**Short task**
Locate each line in the data that contains the string "black" and copy every such line in full. Treat the match as case-sensitive.

** Begin **

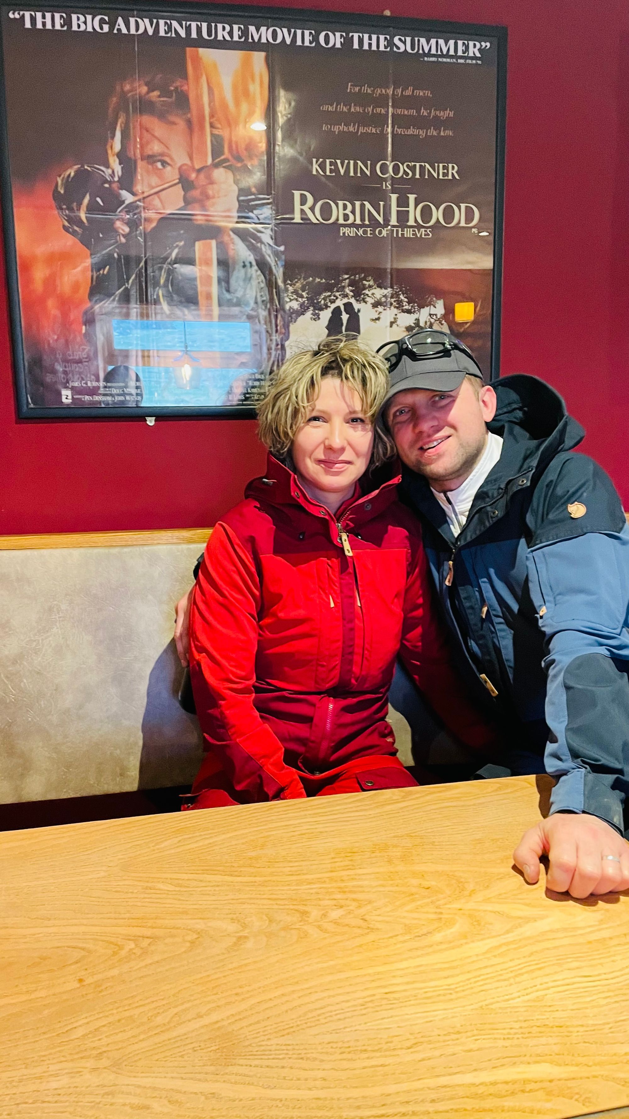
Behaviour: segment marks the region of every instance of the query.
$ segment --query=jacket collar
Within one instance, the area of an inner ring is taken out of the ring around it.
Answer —
[[[378,478],[381,483],[374,488],[372,488],[369,480],[362,478],[357,496],[341,506],[335,516],[325,506],[313,501],[308,496],[289,466],[269,453],[264,476],[254,478],[248,483],[245,497],[254,498],[262,505],[293,506],[293,508],[300,506],[314,517],[321,517],[325,514],[335,525],[339,519],[342,519],[345,527],[353,528],[378,516],[397,500],[397,485],[401,478],[397,462],[384,471],[381,469],[378,476],[382,473],[385,477]]]
[[[537,377],[514,374],[503,377],[494,387],[498,406],[488,427],[503,438],[503,452],[476,493],[459,544],[476,538],[495,524],[507,511],[514,492],[535,482],[560,451],[572,450],[585,434],[581,424],[567,414],[558,393]],[[448,518],[426,479],[403,467],[402,491],[452,547],[454,536]]]

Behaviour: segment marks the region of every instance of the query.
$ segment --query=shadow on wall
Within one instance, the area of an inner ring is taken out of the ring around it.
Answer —
[[[149,675],[142,715],[139,789],[190,784],[203,758],[198,720],[179,706],[184,669],[169,641]]]

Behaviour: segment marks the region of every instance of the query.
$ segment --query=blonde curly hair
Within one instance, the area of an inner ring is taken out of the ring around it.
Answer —
[[[278,459],[290,451],[294,436],[317,399],[321,379],[338,377],[354,388],[374,429],[370,467],[395,454],[388,433],[376,416],[388,388],[386,363],[357,335],[338,335],[319,342],[314,350],[294,354],[271,375],[264,398],[257,405],[260,438]]]

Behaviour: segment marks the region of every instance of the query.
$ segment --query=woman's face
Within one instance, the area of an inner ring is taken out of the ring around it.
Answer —
[[[374,429],[358,393],[338,377],[323,377],[292,444],[295,471],[307,490],[350,496],[369,464],[373,445]]]

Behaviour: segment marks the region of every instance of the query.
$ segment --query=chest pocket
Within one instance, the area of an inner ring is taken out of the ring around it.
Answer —
[[[275,687],[325,690],[338,676],[342,627],[338,560],[320,554],[261,557],[256,676]]]
[[[355,552],[354,557],[364,634],[356,676],[364,686],[377,685],[400,650],[407,553],[405,548],[369,548]]]

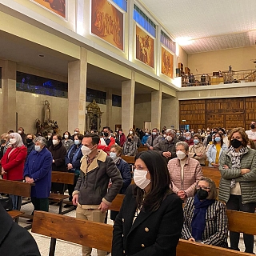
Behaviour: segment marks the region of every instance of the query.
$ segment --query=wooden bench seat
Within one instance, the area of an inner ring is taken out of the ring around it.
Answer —
[[[53,170],[51,172],[51,182],[56,183],[73,185],[74,182],[74,174]],[[64,187],[65,186],[63,186],[63,191],[62,191],[62,194],[50,193],[49,196],[49,200],[58,202],[59,204],[58,214],[65,214],[74,209],[74,207],[71,207],[66,210],[62,211],[64,200],[70,198],[69,195],[64,194]]]
[[[244,214],[246,214],[246,213]],[[238,215],[238,218],[240,217]],[[256,214],[254,218],[254,222]],[[66,231],[60,232],[59,230],[63,229],[63,223],[65,223]],[[248,222],[246,226],[248,225],[252,225],[252,223]],[[49,256],[54,255],[56,239],[62,239],[105,251],[111,251],[113,226],[108,224],[93,222],[42,211],[35,211],[32,232],[51,238]],[[248,232],[246,233],[248,234]],[[248,254],[182,239],[179,240],[177,246],[177,256],[202,255],[246,256]]]
[[[9,194],[14,194],[20,198],[30,197],[31,193],[30,183],[26,183],[22,182],[9,181],[6,179],[0,179],[0,193],[5,193]],[[19,202],[21,202],[20,200]],[[21,203],[18,206],[18,210],[9,210],[8,214],[18,222],[18,217],[23,215],[23,212],[20,211]]]

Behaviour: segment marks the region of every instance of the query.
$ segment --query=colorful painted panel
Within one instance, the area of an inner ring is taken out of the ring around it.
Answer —
[[[169,78],[174,78],[174,55],[162,46],[161,73]]]
[[[154,68],[154,39],[136,26],[136,58]]]
[[[92,0],[91,33],[123,50],[123,14],[106,0]]]
[[[32,0],[39,5],[53,11],[54,13],[66,18],[66,0]]]

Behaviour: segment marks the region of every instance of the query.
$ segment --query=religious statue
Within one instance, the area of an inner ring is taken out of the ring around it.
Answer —
[[[49,122],[50,120],[50,103],[47,100],[45,101],[45,118],[44,122]]]

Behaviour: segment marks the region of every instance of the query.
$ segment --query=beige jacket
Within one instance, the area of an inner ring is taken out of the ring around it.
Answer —
[[[177,194],[179,190],[184,190],[188,198],[193,197],[195,186],[202,177],[199,162],[188,157],[184,166],[183,180],[182,180],[180,161],[177,158],[170,160],[167,167],[173,191]]]
[[[202,154],[202,156],[195,155],[196,154]],[[194,159],[198,160],[201,165],[204,166],[206,160],[206,147],[202,143],[190,146],[189,156]]]

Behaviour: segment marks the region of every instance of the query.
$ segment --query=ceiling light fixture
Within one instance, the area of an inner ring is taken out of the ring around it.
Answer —
[[[193,42],[191,38],[177,38],[176,42],[181,46],[188,46]]]

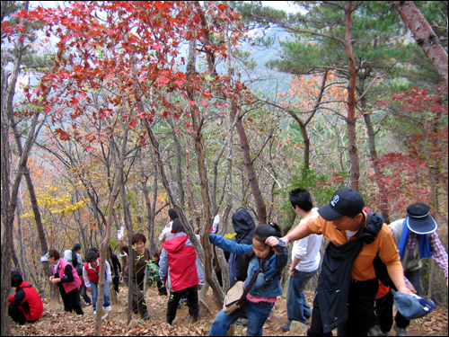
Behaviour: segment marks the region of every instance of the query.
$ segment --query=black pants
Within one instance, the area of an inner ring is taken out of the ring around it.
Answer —
[[[167,295],[167,288],[162,281],[157,281],[157,290],[159,295]]]
[[[167,323],[172,324],[176,317],[176,311],[178,310],[178,304],[180,299],[184,297],[187,298],[187,306],[189,306],[189,315],[194,318],[198,318],[199,313],[199,306],[198,304],[198,285],[186,288],[180,291],[174,291],[170,294],[169,301],[167,304]]]
[[[379,283],[377,279],[365,281],[351,281],[348,298],[348,320],[337,329],[339,336],[367,336],[374,309],[375,294]],[[317,297],[313,299],[312,324],[308,336],[331,336],[322,333],[322,321]]]
[[[76,288],[72,291],[66,293],[62,284],[59,283],[57,288],[59,288],[59,293],[61,294],[62,301],[64,303],[64,311],[71,313],[72,310],[75,310],[77,315],[84,315],[84,313],[81,308],[81,305],[78,299],[78,288]]]
[[[409,279],[410,283],[415,288],[415,290],[419,294],[419,276],[420,270],[413,270],[405,272],[405,277]],[[396,287],[392,285],[392,288],[396,290]],[[383,297],[379,298],[375,301],[375,315],[377,316],[378,321],[376,322],[383,332],[387,333],[392,330],[392,305],[393,305],[393,295],[392,292],[388,292]],[[407,328],[410,321],[405,318],[401,313],[398,311],[396,313],[396,316],[394,317],[394,321],[396,322],[396,326],[399,328]]]
[[[84,299],[84,302],[87,304],[91,304],[92,299],[91,299],[91,297],[89,297],[89,295],[87,295],[87,290],[86,290],[85,286],[84,284],[80,287],[80,293],[81,293],[81,296],[83,297],[83,298]],[[80,302],[81,302],[81,298],[80,298]]]
[[[119,285],[120,284],[120,277],[119,275],[112,276],[112,284],[114,285],[114,291],[119,294]]]
[[[148,315],[146,309],[146,302],[144,297],[144,278],[145,275],[141,275],[137,278],[132,278],[131,279],[131,288],[128,291],[132,291],[133,301],[131,303],[131,310],[134,314],[140,313],[140,316],[144,317]],[[129,275],[123,274],[123,280],[125,284],[128,284]],[[129,305],[129,304],[128,304]]]
[[[18,323],[19,324],[24,324],[25,323],[33,323],[33,322],[37,321],[37,320],[29,321],[25,317],[25,315],[23,314],[23,312],[19,308],[15,308],[13,310],[8,309],[8,314],[9,314],[10,317],[13,318],[13,320],[14,322]]]

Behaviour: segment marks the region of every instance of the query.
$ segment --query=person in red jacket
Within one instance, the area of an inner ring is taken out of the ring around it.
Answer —
[[[50,276],[50,282],[59,288],[64,302],[64,311],[71,313],[75,310],[77,315],[84,315],[84,312],[78,299],[78,288],[81,286],[81,280],[76,270],[69,262],[61,259],[59,252],[56,249],[50,249],[47,258],[48,263],[53,265],[53,276]]]
[[[19,271],[11,271],[11,287],[15,287],[15,295],[8,297],[8,314],[20,324],[33,323],[44,312],[42,300],[38,291],[25,282]]]
[[[170,289],[167,304],[167,323],[172,324],[176,317],[178,303],[187,298],[189,314],[193,321],[198,318],[198,284],[204,277],[201,264],[190,240],[187,237],[180,220],[176,218],[172,226],[174,236],[163,244],[159,259],[159,276]],[[197,237],[198,237],[197,235]]]

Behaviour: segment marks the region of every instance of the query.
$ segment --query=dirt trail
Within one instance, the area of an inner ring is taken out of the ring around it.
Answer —
[[[218,309],[212,300],[211,290],[209,290],[206,298],[206,303],[214,313],[214,316],[208,313],[208,310],[207,310],[204,306],[200,305],[199,320],[198,322],[192,322],[189,315],[187,306],[181,305],[181,308],[178,310],[173,325],[170,326],[165,324],[165,309],[168,298],[166,297],[157,296],[157,288],[150,288],[145,296],[150,320],[144,322],[138,315],[133,315],[136,318],[136,325],[133,328],[128,328],[127,325],[128,306],[126,304],[126,290],[127,288],[120,288],[119,297],[122,304],[112,305],[112,311],[105,317],[105,322],[102,324],[103,335],[207,335],[210,324],[214,321],[215,315],[218,313]],[[305,293],[308,303],[312,303],[313,292],[306,291]],[[75,313],[65,313],[62,306],[50,306],[48,301],[44,300],[44,315],[35,324],[21,326],[12,323],[12,334],[14,336],[93,335],[94,316],[92,315],[92,306],[84,306],[84,315],[83,317]],[[103,315],[106,315],[106,311],[103,309]],[[408,329],[409,335],[447,335],[447,311],[437,307],[427,316],[413,320]],[[282,326],[284,326],[286,322],[286,298],[285,295],[283,295],[278,297],[270,317],[264,325],[263,335],[297,335],[292,332],[282,332]],[[304,333],[302,335],[305,334]],[[392,330],[392,335],[394,336],[395,334],[395,332]],[[237,326],[235,329],[235,335],[246,335],[246,329],[242,326]],[[336,335],[335,333],[334,335]]]

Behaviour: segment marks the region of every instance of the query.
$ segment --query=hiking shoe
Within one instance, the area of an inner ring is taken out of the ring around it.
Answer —
[[[393,325],[393,329],[396,332],[396,336],[408,336],[406,328],[399,328],[396,326],[396,324]]]
[[[381,327],[377,324],[373,325],[368,331],[368,336],[384,336],[385,333],[381,330]]]
[[[240,317],[236,322],[235,325],[246,326],[248,324],[248,318]]]
[[[288,321],[288,323],[282,327],[282,331],[284,333],[287,333],[290,331],[290,325],[292,324],[292,321]]]

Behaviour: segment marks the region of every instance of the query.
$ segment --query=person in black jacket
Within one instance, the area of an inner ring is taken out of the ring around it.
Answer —
[[[241,244],[252,244],[252,233],[256,225],[252,217],[246,209],[240,209],[233,215],[233,226],[237,235],[234,241]],[[231,253],[229,255],[229,283],[233,287],[238,280],[244,281],[248,273],[248,263],[243,256]],[[235,324],[237,325],[246,325],[248,319],[242,316]]]
[[[11,272],[11,287],[15,288],[15,295],[8,297],[8,315],[11,318],[20,324],[40,319],[44,311],[42,300],[38,291],[23,281],[19,271]]]
[[[112,248],[110,245],[110,262],[112,262],[112,283],[114,284],[114,290],[119,294],[119,284],[120,283],[121,264],[116,254],[112,253]]]

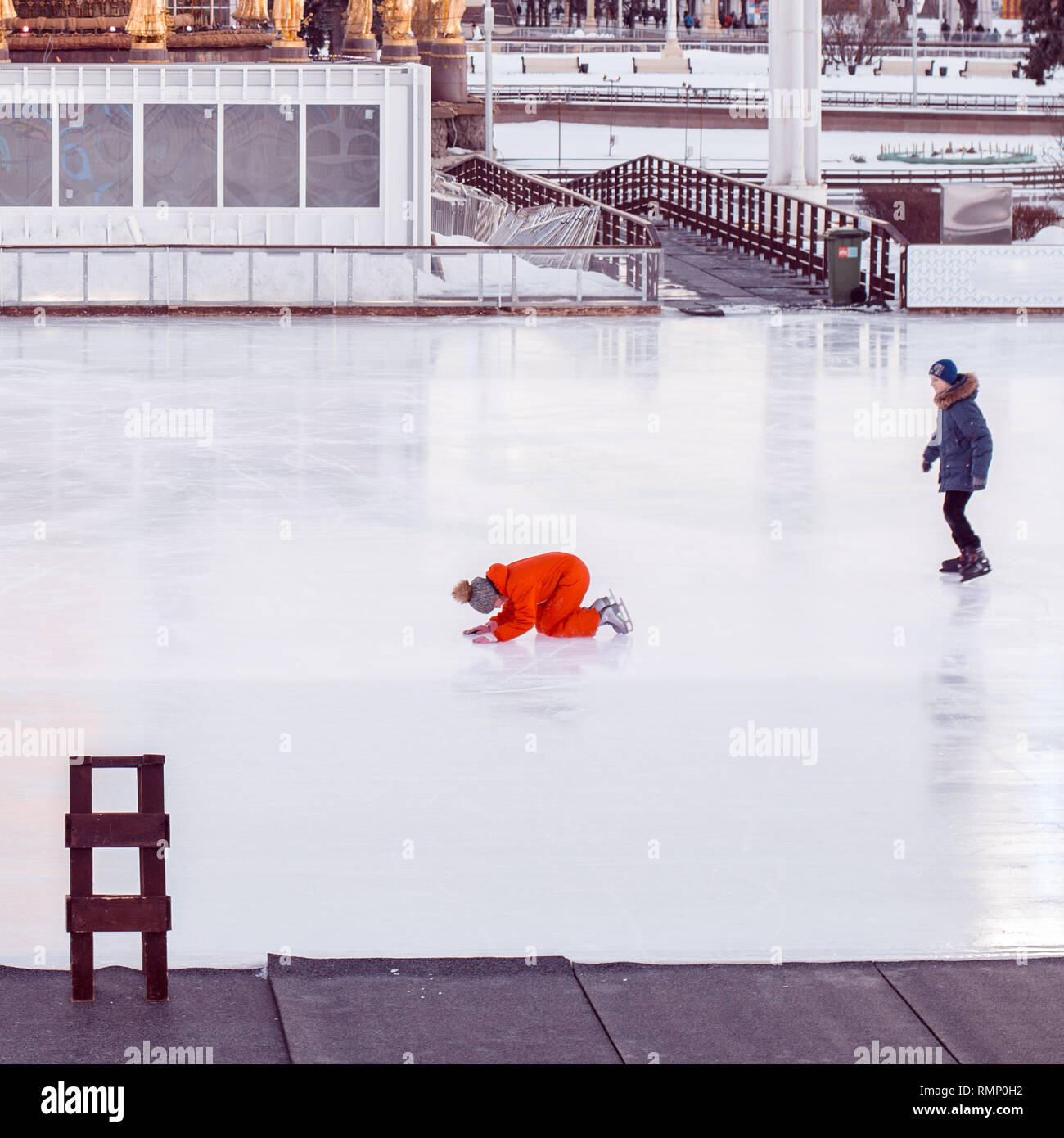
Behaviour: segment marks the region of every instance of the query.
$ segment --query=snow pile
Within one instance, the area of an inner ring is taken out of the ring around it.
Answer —
[[[436,172],[432,174],[432,230],[462,236],[485,245],[538,245],[544,248],[594,245],[599,233],[599,206],[542,206],[514,208],[495,193]],[[529,258],[537,265],[587,267],[580,253],[544,254]]]
[[[1040,229],[1026,244],[1064,245],[1064,226],[1047,225],[1045,229]]]
[[[476,241],[461,234],[434,233],[434,244],[439,246],[481,246],[486,250],[482,258],[469,254],[465,256],[442,256],[438,262],[440,277],[432,277],[422,287],[419,275],[418,290],[424,296],[471,296],[478,291],[478,262],[484,264],[484,296],[490,300],[505,299],[510,296],[513,279],[514,256],[517,264],[517,294],[521,300],[533,300],[536,297],[577,298],[577,269],[560,269],[535,264],[535,254],[506,254],[488,249],[487,242]],[[538,259],[538,257],[536,257]],[[610,297],[630,300],[634,290],[624,281],[607,277],[602,269],[609,262],[601,257],[587,255],[582,258],[580,295],[584,298],[609,299]]]

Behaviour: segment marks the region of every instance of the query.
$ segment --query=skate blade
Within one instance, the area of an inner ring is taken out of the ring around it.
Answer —
[[[621,620],[624,620],[625,627],[630,633],[633,628],[632,617],[628,615],[628,605],[625,604],[625,599],[622,596],[617,599],[617,615]]]

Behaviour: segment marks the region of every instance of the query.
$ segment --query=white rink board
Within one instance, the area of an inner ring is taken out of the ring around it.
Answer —
[[[910,308],[1064,308],[1064,246],[910,245]]]

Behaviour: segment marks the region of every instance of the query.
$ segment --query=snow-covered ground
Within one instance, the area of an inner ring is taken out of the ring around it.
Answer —
[[[1058,321],[0,338],[0,963],[67,962],[66,762],[16,725],[166,753],[176,966],[1064,947]],[[965,585],[919,471],[943,355],[995,435]],[[209,445],[127,437],[146,401]],[[634,634],[463,640],[452,584],[551,547]],[[135,863],[98,852],[97,889]]]
[[[1017,48],[1016,58],[1023,55],[1023,49]],[[921,58],[934,58],[934,52],[927,50],[921,52]],[[589,51],[580,52],[580,63],[588,64],[587,74],[578,73],[572,64],[572,55],[555,53],[543,55],[536,58],[552,58],[559,61],[559,66],[567,67],[563,72],[533,72],[523,74],[521,72],[521,56],[518,52],[506,52],[494,56],[492,66],[492,80],[500,86],[602,86],[605,77],[620,80],[624,86],[679,86],[683,83],[691,83],[693,86],[726,88],[744,90],[749,85],[761,89],[768,84],[768,56],[767,55],[729,55],[724,51],[688,51],[686,57],[691,60],[692,74],[655,74],[650,72],[634,72],[633,59],[638,61],[640,56],[630,52],[608,52]],[[469,76],[472,88],[482,88],[484,84],[484,57],[473,53],[475,72]],[[1064,68],[1059,68],[1057,74],[1047,81],[1045,86],[1038,86],[1031,79],[1013,79],[1005,76],[1001,79],[979,76],[962,79],[957,73],[964,67],[964,59],[957,56],[943,57],[940,66],[947,67],[947,75],[938,74],[938,67],[933,76],[919,76],[919,90],[930,93],[942,94],[1028,94],[1028,96],[1059,96],[1064,93]],[[907,75],[874,75],[872,66],[860,66],[856,75],[850,75],[844,69],[841,74],[835,74],[833,68],[828,68],[828,74],[822,79],[822,86],[825,91],[912,91],[913,80]]]
[[[687,130],[671,126],[618,126],[612,127],[613,147],[610,150],[610,125],[608,123],[566,123],[562,122],[561,163],[562,167],[576,170],[593,168],[609,165],[611,162],[624,162],[638,158],[644,154],[657,155],[659,158],[684,160],[686,148],[687,160],[698,165],[701,160],[707,168],[759,168],[768,159],[768,134],[764,130],[710,130],[700,132],[698,125]],[[945,149],[952,145],[979,146],[983,148],[998,146],[1012,149],[1017,145],[1030,147],[1039,160],[1045,160],[1047,154],[1053,154],[1056,141],[1049,135],[1025,135],[1016,139],[1007,134],[975,135],[964,131],[963,121],[957,131],[950,134],[901,134],[872,131],[824,131],[820,135],[822,166],[831,170],[866,170],[871,172],[884,170],[917,170],[922,173],[934,171],[933,165],[913,166],[902,162],[880,162],[876,157],[880,147],[908,150],[913,146],[925,146],[929,150]],[[556,166],[559,165],[559,124],[541,119],[534,123],[497,123],[495,126],[495,148],[500,160],[513,166]],[[865,164],[853,162],[852,156],[865,158]],[[942,166],[943,170],[956,168]]]

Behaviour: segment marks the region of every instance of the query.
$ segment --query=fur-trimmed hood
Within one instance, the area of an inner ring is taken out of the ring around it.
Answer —
[[[941,391],[934,397],[934,405],[945,410],[951,407],[962,399],[970,399],[979,390],[979,380],[973,374],[964,377],[962,382],[951,387],[948,391]]]

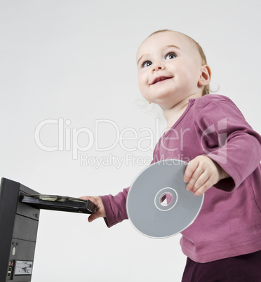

** End **

**Task output**
$ segment --query=black pants
$ segment --query=person in black jacket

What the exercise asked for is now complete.